WHAT TO DO -
Copy every line of the records below word for word, in the same order, without changing anything.

###

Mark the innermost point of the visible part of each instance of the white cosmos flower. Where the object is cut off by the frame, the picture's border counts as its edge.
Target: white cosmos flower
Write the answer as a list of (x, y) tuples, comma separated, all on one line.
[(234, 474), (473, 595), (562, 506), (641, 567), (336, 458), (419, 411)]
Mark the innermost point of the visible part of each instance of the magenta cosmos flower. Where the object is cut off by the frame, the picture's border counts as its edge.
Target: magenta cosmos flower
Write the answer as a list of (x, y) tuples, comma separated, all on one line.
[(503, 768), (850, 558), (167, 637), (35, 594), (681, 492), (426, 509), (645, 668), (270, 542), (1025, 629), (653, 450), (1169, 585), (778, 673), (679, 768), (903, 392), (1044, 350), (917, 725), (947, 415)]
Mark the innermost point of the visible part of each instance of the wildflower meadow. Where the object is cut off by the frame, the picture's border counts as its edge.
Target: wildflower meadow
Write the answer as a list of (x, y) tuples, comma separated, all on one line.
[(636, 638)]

###

CORRECT ANSWER -
Mark the innermost point of the visible part of each instance of the white cosmos flower. Where the object is cut off by the frame, the picture's border counts as its edge.
Target: white cosmos flower
Write the answer as a list of (x, y) tuples, comma separated, all on one line.
[(234, 474), (473, 595), (562, 506), (641, 567), (336, 458), (419, 411)]
Mark the innermost point of the visible part of each instance of the magenta cosmos flower. Where the object is cut off by the frame, the picture's border counts as its edge.
Target: magenta cosmos flower
Write the answer as a list of (x, y) tuples, comma separated, all on one line.
[(503, 768), (850, 558), (167, 637), (35, 594), (681, 492), (426, 509), (645, 668), (270, 542), (1025, 629), (653, 450), (1169, 585), (778, 673), (679, 768), (903, 392), (1044, 350), (917, 725), (947, 415)]
Mark the innermost point of the visible part of each instance of the wildflower meadow. Where the object is cut off by the frame, the picture's border counts as its edge.
Target: wildflower meadow
Write the answer as a list of (x, y) tuples, comma separated, all on one line.
[(636, 638)]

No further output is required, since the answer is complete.